◆ GIVEN DATA ◆
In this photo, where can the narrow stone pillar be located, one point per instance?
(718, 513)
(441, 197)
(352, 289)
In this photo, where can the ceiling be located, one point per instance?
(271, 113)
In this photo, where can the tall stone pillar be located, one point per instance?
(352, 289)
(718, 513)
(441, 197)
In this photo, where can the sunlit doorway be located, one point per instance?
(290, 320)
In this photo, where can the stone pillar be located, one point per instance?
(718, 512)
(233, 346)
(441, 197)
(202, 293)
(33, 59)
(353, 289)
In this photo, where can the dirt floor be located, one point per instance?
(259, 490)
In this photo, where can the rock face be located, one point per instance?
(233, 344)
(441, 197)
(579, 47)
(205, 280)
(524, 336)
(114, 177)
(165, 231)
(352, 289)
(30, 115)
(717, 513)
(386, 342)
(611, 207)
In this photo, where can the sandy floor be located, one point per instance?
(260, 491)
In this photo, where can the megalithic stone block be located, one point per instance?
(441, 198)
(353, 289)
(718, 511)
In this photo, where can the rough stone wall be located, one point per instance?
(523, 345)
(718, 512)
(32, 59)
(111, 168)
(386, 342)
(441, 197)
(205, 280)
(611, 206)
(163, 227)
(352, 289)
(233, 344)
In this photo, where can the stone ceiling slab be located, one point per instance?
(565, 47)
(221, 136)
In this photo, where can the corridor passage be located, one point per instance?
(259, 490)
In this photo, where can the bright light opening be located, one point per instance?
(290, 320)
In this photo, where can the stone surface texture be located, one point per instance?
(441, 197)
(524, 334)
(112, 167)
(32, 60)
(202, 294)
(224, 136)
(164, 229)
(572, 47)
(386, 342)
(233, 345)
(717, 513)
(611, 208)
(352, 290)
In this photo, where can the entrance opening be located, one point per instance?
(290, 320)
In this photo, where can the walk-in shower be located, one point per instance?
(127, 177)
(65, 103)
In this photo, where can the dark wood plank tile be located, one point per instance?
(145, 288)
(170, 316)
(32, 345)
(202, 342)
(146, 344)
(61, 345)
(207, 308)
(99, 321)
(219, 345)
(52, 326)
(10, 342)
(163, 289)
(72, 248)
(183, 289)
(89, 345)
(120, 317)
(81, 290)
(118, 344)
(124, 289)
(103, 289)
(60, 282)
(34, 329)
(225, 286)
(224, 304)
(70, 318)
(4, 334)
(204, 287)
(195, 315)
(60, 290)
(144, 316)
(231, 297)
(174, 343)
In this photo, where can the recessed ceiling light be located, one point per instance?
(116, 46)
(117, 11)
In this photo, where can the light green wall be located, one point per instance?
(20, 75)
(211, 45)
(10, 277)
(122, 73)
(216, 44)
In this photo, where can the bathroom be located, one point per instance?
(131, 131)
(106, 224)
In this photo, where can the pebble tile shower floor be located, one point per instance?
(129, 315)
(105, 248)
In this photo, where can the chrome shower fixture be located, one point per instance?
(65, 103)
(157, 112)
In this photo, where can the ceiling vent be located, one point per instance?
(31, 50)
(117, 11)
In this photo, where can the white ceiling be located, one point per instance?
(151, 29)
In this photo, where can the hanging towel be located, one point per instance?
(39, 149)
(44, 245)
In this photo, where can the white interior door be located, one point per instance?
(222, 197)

◆ TASK ◆
The answer must be the complete listing, repeated exactly.

◆ FINISHED EXERCISE ◆
In this photo, where can the narrow stone pillar be located, one point per instance?
(718, 513)
(441, 197)
(352, 289)
In this photo, where can the ceiling be located, one point per instance?
(271, 113)
In this photo, where can the tall stone pillar be located, one point per instance?
(352, 289)
(718, 513)
(441, 197)
In this photo, where can the sunlit doorway be located, one point per instance?
(290, 320)
In this photo, where can the stone pillar be located, one point per instance?
(718, 512)
(233, 346)
(441, 197)
(202, 293)
(33, 59)
(353, 289)
In this photo, where can the dirt floor be located, one point per instance?
(259, 490)
In this photo, where can the rock face be located, one point per instance?
(233, 344)
(441, 197)
(579, 47)
(205, 280)
(524, 336)
(114, 177)
(165, 231)
(352, 289)
(30, 115)
(717, 513)
(386, 342)
(611, 207)
In this photo, where can the sandy floor be located, one point per instance?
(260, 491)
In this photo, where can the megalithic stone block be located, one point per instance?
(441, 198)
(353, 289)
(718, 511)
In this photo, where can the rough stone wall be located, one point per instance?
(523, 345)
(718, 512)
(32, 59)
(111, 168)
(386, 342)
(441, 197)
(205, 280)
(611, 206)
(163, 227)
(352, 289)
(233, 344)
In this photo, where can the stone ceiling slab be located, one point per instance?
(565, 47)
(221, 136)
In this photo, where can the corridor passage be located, one point per instance?
(259, 490)
In this photo, where can the bright light opening be located, one point per instance?
(290, 320)
In this photo, where can the stone surface texture be located, one point per instance?
(441, 197)
(524, 334)
(112, 167)
(32, 60)
(202, 294)
(224, 136)
(164, 229)
(572, 47)
(386, 342)
(233, 345)
(717, 513)
(611, 208)
(352, 290)
In this photo, where can the entrance opening be located, one point per instance?
(290, 320)
In this photo, where can the walk-in shower be located, one point per instance?
(127, 177)
(65, 103)
In this photo, where can the dark wood plank tile be located, one point per instance?
(145, 288)
(170, 316)
(32, 345)
(202, 342)
(146, 344)
(61, 345)
(207, 308)
(99, 321)
(219, 345)
(52, 326)
(10, 342)
(163, 289)
(72, 248)
(183, 289)
(89, 345)
(120, 317)
(81, 290)
(118, 344)
(124, 289)
(103, 289)
(60, 282)
(34, 329)
(225, 286)
(224, 304)
(70, 318)
(4, 334)
(204, 287)
(195, 315)
(60, 290)
(144, 316)
(231, 297)
(174, 343)
In this photo, where can the recessed ceiling light be located, one point per instance?
(116, 46)
(117, 11)
In this photo, where can the light green wall be located, one point per instance?
(20, 75)
(211, 45)
(10, 277)
(122, 73)
(216, 44)
In this photo, where can the bathroom be located, one point per instance?
(131, 131)
(106, 224)
In this photo, where can the pebble tile shower floor be located, one point per instance?
(129, 315)
(105, 248)
In this photo, where can the chrome shower fixture be located, one point per instance?
(65, 103)
(157, 112)
In this photo, where can the ceiling vent be located, one point per instance?
(31, 50)
(117, 11)
In this photo, where can the white ceiling be located, one point per instance?
(151, 29)
In this photo, where can the hanging towel be located, one point per instance?
(39, 149)
(44, 245)
In this photo, where can the white interior door be located, one point per instance?
(222, 197)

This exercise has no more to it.